##### Excerpted passage
I’m sitting alone in my shitty house with a not-so shitty location. At least during the summer. Right now, however, it’s winter. And cold. Snow will be on the ground by this time tomorrow. I won’t have anyone to cuddle with. To fuck. To even leer at. Unless someone happens upon the place while I’m outside tomorrow afternoon, because I’ll sleep in. Very late. I do that. Every day, usually. Even when I’m working. Some would say that’s lazy. Counter productive. I won’t disagree. Won’t agree either. But if a woman happens by and sees me in my soccer socks and short shorts, eating peanuts out of a can and thinks “damn, that’s hot,” then I’m in business.
Not counting my chickens.
Speaking of chickens, I wonder if chicken heads still think when they’re cut off. I mean, the body still runs around. Does the head still think?
Thinking is about all I do nowadays. I went to a buddy’s house yesterday. To get drunk, supposedly, and watch his six month old do six month old things. I drank four beers, ate some crappy frozen pizza and got a backache looking up at his giant television that’s hung in a terrible place on the wall for the person sitting on the left side of his giant leather couch -- me, on this night.
I could have done all those things -- minus the backache and giant television and baby and human contact other than me, most likely masturbating -- at home. I guess I made the right decision. I got a free haircut out of the deal. And a night’s sleep with actual heat. Although my sinuses get all fucked up when I sleep in heat. So now, my throat is itchy and my body is covered with static.
Maybe I’m never happy?
I spent a day at work. Did the late paper tonight out of choice. It was a good choice. There were more pages and that kept me occupied longer than the early two would have. I don’t understand why Grimace, which is the name I have applied the big, fat guy who works with me, stays in the office so long after he’s done. I have no life, and I’m assuming he has no life either. But I finish, I leave. I don’t want to be there, if anywhere. Oh well. I spent too many years of my life wanting to be in a newsroom. They’re sad places now. Empty cubicles and young people who don’t know the difference between their and there, let alone how to get a news story without a press release.
##########
##### Dataset excerpts
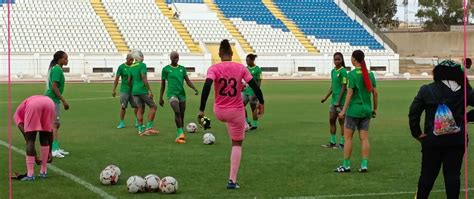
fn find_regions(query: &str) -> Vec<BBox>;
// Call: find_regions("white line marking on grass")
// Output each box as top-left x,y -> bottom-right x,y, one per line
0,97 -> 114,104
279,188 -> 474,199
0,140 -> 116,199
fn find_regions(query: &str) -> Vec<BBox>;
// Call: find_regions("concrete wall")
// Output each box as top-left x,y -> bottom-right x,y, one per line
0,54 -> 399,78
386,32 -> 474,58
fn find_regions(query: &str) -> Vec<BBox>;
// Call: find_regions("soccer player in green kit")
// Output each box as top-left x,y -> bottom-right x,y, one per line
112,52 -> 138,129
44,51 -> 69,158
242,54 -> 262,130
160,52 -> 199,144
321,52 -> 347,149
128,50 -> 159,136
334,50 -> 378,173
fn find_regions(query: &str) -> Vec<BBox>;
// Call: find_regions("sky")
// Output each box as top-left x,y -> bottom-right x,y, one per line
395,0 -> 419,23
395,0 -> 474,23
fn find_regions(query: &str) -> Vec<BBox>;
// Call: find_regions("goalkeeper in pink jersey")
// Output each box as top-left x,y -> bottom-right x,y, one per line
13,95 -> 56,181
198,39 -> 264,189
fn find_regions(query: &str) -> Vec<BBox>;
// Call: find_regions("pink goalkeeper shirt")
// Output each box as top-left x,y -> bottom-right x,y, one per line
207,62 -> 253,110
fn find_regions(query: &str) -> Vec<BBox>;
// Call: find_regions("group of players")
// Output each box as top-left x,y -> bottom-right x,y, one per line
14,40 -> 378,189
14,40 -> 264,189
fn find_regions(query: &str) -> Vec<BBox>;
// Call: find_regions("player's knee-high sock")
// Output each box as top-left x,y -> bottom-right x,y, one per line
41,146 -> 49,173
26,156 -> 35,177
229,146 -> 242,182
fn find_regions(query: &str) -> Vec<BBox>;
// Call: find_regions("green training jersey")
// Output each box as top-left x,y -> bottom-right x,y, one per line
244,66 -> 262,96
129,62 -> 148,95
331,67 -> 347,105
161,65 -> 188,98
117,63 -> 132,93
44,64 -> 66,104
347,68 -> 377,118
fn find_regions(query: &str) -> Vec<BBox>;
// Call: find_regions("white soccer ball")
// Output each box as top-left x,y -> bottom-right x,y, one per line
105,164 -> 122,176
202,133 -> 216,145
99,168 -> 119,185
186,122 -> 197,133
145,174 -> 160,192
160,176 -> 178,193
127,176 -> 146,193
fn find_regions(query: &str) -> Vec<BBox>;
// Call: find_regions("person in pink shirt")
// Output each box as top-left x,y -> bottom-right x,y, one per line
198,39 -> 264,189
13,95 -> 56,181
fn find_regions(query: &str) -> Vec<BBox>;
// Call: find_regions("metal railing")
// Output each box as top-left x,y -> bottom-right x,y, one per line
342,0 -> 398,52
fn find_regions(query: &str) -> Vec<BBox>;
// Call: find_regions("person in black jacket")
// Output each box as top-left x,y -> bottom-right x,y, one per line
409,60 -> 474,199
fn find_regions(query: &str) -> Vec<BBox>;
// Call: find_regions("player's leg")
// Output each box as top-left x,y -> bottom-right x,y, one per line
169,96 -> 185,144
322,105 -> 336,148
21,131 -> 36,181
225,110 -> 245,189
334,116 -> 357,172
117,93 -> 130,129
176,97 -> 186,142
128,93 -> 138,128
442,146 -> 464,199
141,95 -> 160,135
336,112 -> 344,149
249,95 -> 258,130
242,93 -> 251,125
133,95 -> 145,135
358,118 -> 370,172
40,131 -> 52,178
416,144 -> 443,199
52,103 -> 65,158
##########
What to produce:
Reproduce the winter passage word for word, starting at "Speaking of chickens, I" and ending at "on this night.". Rely only on the winter passage, not the material.

Full output:
Speaking of chickens, I wonder if chicken heads still think when they’re cut off. I mean, the body still runs around. Does the head still think?
Thinking is about all I do nowadays. I went to a buddy’s house yesterday. To get drunk, supposedly, and watch his six month old do six month old things. I drank four beers, ate some crappy frozen pizza and got a backache looking up at his giant television that’s hung in a terrible place on the wall for the person sitting on the left side of his giant leather couch -- me, on this night.